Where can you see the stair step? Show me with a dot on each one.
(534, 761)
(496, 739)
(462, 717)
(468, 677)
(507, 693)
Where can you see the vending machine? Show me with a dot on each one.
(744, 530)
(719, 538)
....................
=== Request ===
Rewrite the records above as a numbered list, one line per item, and skip any blank lines.

=== Written response ===
1. Where can you see the stair step? Show me with a dot on each one.
2. (534, 761)
3. (496, 739)
4. (462, 717)
5. (468, 677)
6. (507, 693)
7. Where can you see the vending machine? Show me with a dot on each one.
8. (744, 530)
9. (719, 538)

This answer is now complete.